Copy the listing word for word, starting with the line that contains "Locate woman's long" and continuing through the line that contains "[185,244,379,478]", both lines included.
[START RECORDS TO PROCESS]
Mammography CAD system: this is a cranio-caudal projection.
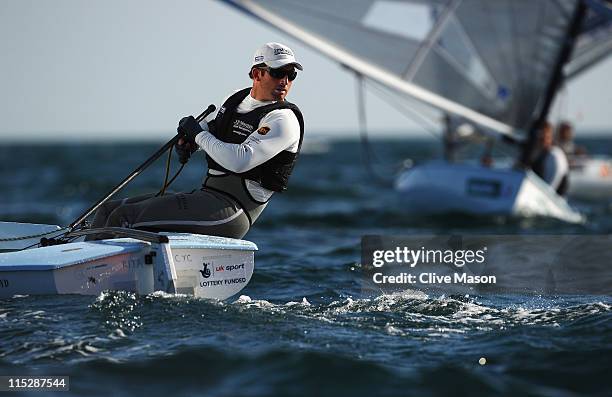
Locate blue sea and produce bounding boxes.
[0,139,612,397]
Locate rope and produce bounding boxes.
[0,227,68,244]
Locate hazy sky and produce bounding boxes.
[0,0,612,140]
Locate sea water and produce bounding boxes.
[0,141,612,396]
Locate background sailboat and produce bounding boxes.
[225,0,610,222]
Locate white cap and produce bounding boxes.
[251,43,304,70]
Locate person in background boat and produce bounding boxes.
[480,139,494,168]
[86,43,304,238]
[532,121,569,196]
[556,121,587,166]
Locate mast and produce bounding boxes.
[521,0,586,167]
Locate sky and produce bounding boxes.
[0,0,612,141]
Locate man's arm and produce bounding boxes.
[195,109,300,173]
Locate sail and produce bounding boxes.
[221,0,578,133]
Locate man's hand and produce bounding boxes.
[176,116,203,148]
[174,138,197,164]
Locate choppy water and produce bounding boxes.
[0,141,612,396]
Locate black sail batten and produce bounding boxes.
[521,0,587,167]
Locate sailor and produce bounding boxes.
[556,121,587,159]
[92,43,304,238]
[532,121,569,196]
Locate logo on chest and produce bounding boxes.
[232,120,255,136]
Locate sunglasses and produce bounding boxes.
[259,67,297,81]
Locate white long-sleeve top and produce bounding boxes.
[195,91,300,201]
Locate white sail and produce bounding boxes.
[226,0,578,133]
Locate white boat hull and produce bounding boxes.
[396,161,584,223]
[0,222,257,299]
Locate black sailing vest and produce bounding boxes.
[206,88,304,192]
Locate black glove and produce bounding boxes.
[174,142,197,164]
[176,116,203,147]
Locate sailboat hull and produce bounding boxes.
[396,161,583,223]
[0,222,257,299]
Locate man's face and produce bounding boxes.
[540,125,553,149]
[253,65,294,101]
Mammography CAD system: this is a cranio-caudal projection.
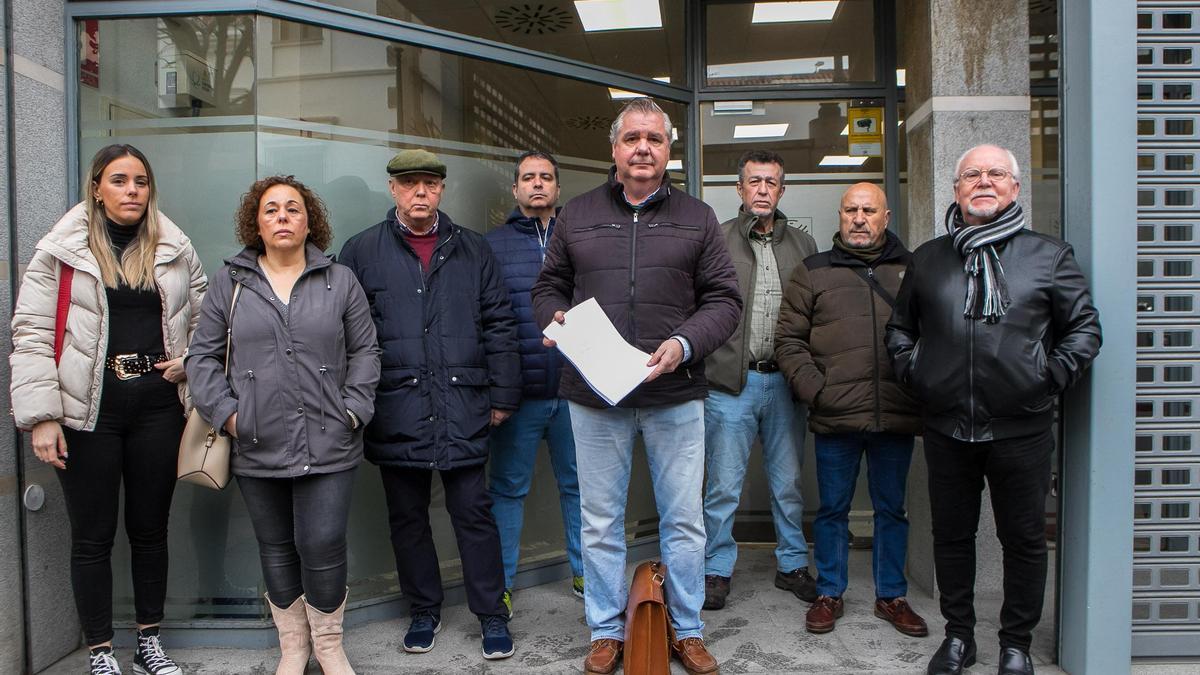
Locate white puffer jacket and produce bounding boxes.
[8,203,208,431]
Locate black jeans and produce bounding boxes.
[56,369,186,646]
[238,468,354,614]
[925,429,1054,651]
[379,465,508,616]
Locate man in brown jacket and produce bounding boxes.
[704,150,817,609]
[532,98,742,675]
[775,183,929,637]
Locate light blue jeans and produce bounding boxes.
[487,399,583,589]
[704,371,809,577]
[571,400,704,640]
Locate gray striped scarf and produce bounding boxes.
[946,202,1025,323]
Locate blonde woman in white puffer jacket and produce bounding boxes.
[8,145,208,675]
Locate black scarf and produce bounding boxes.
[946,202,1025,323]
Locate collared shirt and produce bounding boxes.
[749,222,786,360]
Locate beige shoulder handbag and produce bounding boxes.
[175,281,241,490]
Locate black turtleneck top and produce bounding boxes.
[104,219,163,357]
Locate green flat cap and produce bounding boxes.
[388,149,446,178]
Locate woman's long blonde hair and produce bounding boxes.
[84,144,158,291]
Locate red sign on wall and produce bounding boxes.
[79,19,100,88]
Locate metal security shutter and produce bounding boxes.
[1132,0,1200,657]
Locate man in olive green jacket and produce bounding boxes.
[704,150,817,609]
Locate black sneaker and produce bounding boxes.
[479,614,516,661]
[88,647,121,675]
[133,626,182,675]
[775,567,817,603]
[703,574,730,609]
[404,611,442,653]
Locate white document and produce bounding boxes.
[541,298,654,406]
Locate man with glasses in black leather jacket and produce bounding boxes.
[887,145,1100,675]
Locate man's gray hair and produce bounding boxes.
[954,143,1021,184]
[608,96,674,145]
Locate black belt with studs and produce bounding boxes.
[104,354,167,380]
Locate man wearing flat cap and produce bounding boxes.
[338,149,521,659]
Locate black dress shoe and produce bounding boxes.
[925,638,974,675]
[1000,647,1033,675]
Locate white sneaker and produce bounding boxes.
[133,627,182,675]
[88,647,121,675]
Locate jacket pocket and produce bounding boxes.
[446,366,492,440]
[372,366,431,443]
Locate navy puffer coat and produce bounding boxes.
[487,209,563,399]
[338,209,521,471]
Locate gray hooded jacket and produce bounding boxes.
[185,244,379,478]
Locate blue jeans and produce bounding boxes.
[704,371,809,577]
[812,432,912,598]
[571,400,704,640]
[487,399,583,589]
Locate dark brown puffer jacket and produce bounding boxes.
[775,232,922,434]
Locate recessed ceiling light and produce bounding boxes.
[750,0,839,24]
[817,155,866,167]
[608,86,646,101]
[575,0,662,32]
[733,123,788,138]
[713,101,754,115]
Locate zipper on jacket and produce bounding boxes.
[318,365,329,431]
[629,209,637,346]
[967,318,974,443]
[246,370,258,446]
[866,265,883,431]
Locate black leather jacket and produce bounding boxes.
[887,231,1100,442]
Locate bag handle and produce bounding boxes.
[54,262,74,365]
[854,265,896,309]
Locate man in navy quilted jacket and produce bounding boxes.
[487,150,583,609]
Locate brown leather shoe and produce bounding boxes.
[875,598,929,638]
[671,638,720,675]
[804,596,846,633]
[583,638,625,675]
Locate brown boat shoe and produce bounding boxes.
[671,638,720,675]
[583,638,625,675]
[875,598,929,638]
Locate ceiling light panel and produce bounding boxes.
[818,155,866,167]
[733,123,788,138]
[575,0,662,32]
[753,0,839,24]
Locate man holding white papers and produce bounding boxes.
[704,150,817,609]
[533,98,742,674]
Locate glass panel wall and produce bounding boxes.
[704,0,877,86]
[79,10,689,622]
[312,0,686,84]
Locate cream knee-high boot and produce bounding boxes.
[300,590,354,675]
[263,593,312,675]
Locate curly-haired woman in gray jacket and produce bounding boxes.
[187,177,379,675]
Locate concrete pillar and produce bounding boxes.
[901,0,1032,605]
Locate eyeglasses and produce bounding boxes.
[959,167,1013,185]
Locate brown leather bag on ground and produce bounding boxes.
[625,561,671,675]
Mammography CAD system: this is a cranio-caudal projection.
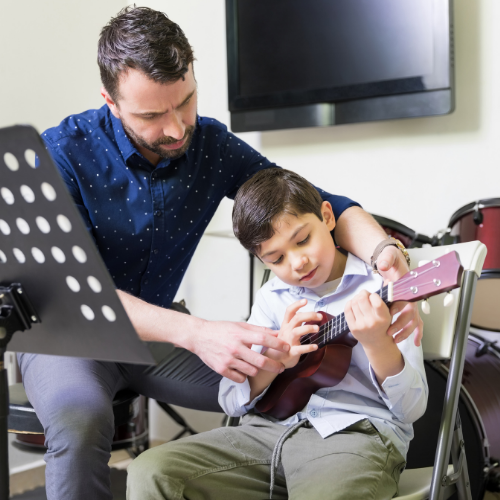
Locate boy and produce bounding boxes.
[128,168,428,500]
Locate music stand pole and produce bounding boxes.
[0,346,9,500]
[0,283,40,500]
[0,126,154,500]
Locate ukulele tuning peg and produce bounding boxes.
[421,300,431,314]
[443,292,455,307]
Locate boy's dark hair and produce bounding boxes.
[233,168,323,254]
[97,5,194,102]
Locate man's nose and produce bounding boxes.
[163,111,186,141]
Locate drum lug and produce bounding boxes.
[472,205,484,226]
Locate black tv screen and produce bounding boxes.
[226,0,454,131]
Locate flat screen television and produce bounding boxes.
[226,0,454,132]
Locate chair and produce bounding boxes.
[226,241,486,500]
[397,241,486,500]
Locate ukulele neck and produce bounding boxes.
[304,282,393,348]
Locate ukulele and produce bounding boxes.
[255,251,463,420]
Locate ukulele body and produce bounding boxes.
[255,311,358,420]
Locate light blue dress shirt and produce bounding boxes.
[219,254,428,457]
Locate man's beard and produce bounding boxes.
[121,118,195,160]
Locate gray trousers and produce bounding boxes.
[127,415,405,500]
[18,348,222,500]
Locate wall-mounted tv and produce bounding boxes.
[226,0,454,132]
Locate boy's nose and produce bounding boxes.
[293,255,308,271]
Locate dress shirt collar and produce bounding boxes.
[271,253,368,295]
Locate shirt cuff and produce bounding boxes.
[370,353,414,400]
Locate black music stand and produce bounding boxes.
[0,126,153,500]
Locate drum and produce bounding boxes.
[448,198,500,332]
[372,214,432,248]
[407,333,500,500]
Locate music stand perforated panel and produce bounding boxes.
[0,126,153,364]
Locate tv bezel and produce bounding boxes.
[226,0,455,132]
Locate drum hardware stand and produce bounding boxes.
[0,283,40,500]
[484,458,500,493]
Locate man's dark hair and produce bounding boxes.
[233,168,323,255]
[97,5,194,102]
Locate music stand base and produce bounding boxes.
[0,346,9,500]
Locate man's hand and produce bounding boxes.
[189,321,290,383]
[377,246,424,346]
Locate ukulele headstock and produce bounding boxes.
[393,251,464,302]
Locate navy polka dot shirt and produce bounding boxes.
[42,105,357,307]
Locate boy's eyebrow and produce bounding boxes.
[259,222,309,259]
[END RECORDS TO PROCESS]
ANSWER TO THIS EXERCISE:
Locate woman's long blonde hair and produce bounding boxes.
[84,144,158,291]
Locate red sign on wall and produce bounding boxes.
[79,19,100,88]
Locate metal security shutter and produce bounding boxes.
[1132,0,1200,657]
Locate man in olive green jacket and produce bounding boxes.
[704,150,817,609]
Locate black sneaker and produce bounding boxes.
[479,614,516,661]
[88,647,121,675]
[133,626,182,675]
[775,567,817,603]
[703,574,730,609]
[404,611,442,653]
Locate white document and produce bounding boxes.
[541,298,654,406]
Locate man with glasses in black leather jacket and produce bounding boxes.
[887,145,1100,675]
Locate man's gray hair and produce bounding boxes.
[954,143,1021,184]
[608,96,674,145]
Locate black belt with studs and produce bounding boxes.
[104,354,167,380]
Locate man wearing flat cap and produce bounding boxes.
[338,149,521,659]
Locate black dress shoe and produce bounding boxes.
[925,638,974,675]
[1000,647,1033,675]
Locate white sneaker and produce bounding boxes.
[133,627,182,675]
[88,647,121,675]
Locate jacket pocket and produce bounding boxes.
[446,366,492,440]
[372,366,431,443]
Locate navy puffer coat and produce bounding boxes.
[487,209,563,399]
[338,209,521,471]
Locate gray hooded jacket and produce bounding boxes.
[185,244,379,478]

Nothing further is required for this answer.